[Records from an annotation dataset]
━━━━━━━━━━━━━━━━

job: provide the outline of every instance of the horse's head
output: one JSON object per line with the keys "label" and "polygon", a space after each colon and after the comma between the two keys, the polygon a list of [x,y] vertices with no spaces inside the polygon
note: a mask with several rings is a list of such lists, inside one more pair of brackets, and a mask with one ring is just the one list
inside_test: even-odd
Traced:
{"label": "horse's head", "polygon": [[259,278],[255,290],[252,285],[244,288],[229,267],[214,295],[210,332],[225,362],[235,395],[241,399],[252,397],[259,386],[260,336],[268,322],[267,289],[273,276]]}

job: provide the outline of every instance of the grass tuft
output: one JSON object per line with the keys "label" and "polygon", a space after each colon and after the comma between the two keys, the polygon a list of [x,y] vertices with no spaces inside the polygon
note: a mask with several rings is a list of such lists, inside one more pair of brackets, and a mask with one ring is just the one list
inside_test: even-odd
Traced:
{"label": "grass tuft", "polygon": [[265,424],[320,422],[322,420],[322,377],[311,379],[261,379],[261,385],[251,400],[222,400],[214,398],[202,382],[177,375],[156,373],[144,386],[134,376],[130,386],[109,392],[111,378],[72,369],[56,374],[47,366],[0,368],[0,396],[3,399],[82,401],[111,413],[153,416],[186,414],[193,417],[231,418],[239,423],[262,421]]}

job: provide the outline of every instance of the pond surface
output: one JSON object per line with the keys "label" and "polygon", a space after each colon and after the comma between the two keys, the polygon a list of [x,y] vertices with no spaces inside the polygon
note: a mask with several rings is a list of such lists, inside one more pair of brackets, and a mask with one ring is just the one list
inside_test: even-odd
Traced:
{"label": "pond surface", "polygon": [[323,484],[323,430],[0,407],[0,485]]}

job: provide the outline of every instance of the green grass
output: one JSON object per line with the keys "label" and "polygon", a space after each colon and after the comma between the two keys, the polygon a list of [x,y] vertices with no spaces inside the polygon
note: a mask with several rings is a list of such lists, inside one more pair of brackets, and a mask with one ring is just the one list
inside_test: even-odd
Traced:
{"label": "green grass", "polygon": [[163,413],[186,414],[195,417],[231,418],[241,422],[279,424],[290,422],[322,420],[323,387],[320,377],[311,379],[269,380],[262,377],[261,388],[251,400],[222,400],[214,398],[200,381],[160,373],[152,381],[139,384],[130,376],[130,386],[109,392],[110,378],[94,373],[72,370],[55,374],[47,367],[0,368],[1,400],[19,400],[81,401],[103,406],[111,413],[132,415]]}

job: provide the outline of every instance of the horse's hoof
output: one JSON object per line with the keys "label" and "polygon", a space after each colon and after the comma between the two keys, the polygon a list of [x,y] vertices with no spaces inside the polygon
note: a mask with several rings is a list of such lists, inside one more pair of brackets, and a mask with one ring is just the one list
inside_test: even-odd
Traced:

━━━━━━━━━━━━━━━━

== Requirements ==
Transcribe the entire listing above precisely.

== The answer ==
job: provide the outline of every instance of the horse's head
output: one JSON object per line with the keys "label" and "polygon", a space after each colon and after the comma between the two keys, the polygon a list of [x,y] vertices with no spaces inside the polygon
note: a mask with several rings is a list of such lists, inside one more pair of brackets, and a mask with one ring is just the one list
inside_test: even-odd
Traced:
{"label": "horse's head", "polygon": [[259,278],[255,290],[252,285],[244,288],[229,267],[214,295],[210,332],[225,362],[235,395],[241,399],[252,397],[259,386],[260,336],[268,322],[267,289],[273,276]]}

job: provide the outline of every instance of the grass tuft
output: one JSON object per line with the keys "label" and "polygon", a space after each colon and after the comma between the two keys, the polygon a list of [x,y] vertices with no spaces inside the polygon
note: a mask with several rings is a list of such lists, inside one more pair of brackets, and a mask with one ring is just the one list
inside_test: even-odd
Traced:
{"label": "grass tuft", "polygon": [[265,424],[320,422],[322,420],[322,377],[311,379],[261,379],[261,385],[251,400],[222,400],[214,398],[202,382],[177,375],[156,373],[144,386],[134,376],[130,386],[109,392],[111,378],[72,369],[56,374],[47,366],[0,368],[0,396],[3,399],[82,401],[111,413],[153,416],[186,414],[193,417],[231,418],[239,423],[262,421]]}

job: provide the outline of every instance of the pond surface
output: one JSON object per line with the keys "label" and "polygon", a space after each colon and after the comma between the two keys, the polygon a list of [x,y] vertices with no spaces inside the polygon
note: a mask with several rings is a list of such lists, inside one more pair of brackets, and a mask with one ring is just the one list
inside_test: even-odd
Traced:
{"label": "pond surface", "polygon": [[323,484],[323,430],[0,407],[0,485]]}

job: provide the outline of every instance of the green grass
output: one JSON object per line with the keys "label" and "polygon", a space after each colon and after the comma between the two keys, the polygon a list of [x,y] vertices with no spaces inside the polygon
note: a mask with several rings is a list of such lists, inside one more pair of brackets, and a mask with one ring is just the one list
inside_test: even-odd
Traced:
{"label": "green grass", "polygon": [[163,413],[186,414],[195,417],[231,418],[241,422],[279,424],[290,422],[322,420],[323,387],[320,377],[311,379],[269,380],[262,377],[261,388],[251,400],[222,400],[214,398],[200,381],[160,373],[152,381],[139,384],[130,376],[130,386],[109,392],[110,378],[94,373],[72,370],[55,374],[47,367],[0,368],[1,400],[19,400],[81,401],[103,406],[111,413],[132,415]]}

job: provide the outline of every instance of the horse's hoof
output: one JSON object per line with the keys "label" and "polygon", a space after each colon and after the comma between the two keys, the polygon a list of [x,y] vertices with no spaces inside the polygon
note: a mask with several rings is a list of such lists, inside one more pair of brackets, and a mask with one ring is just the one list
inside_test: even-odd
Traced:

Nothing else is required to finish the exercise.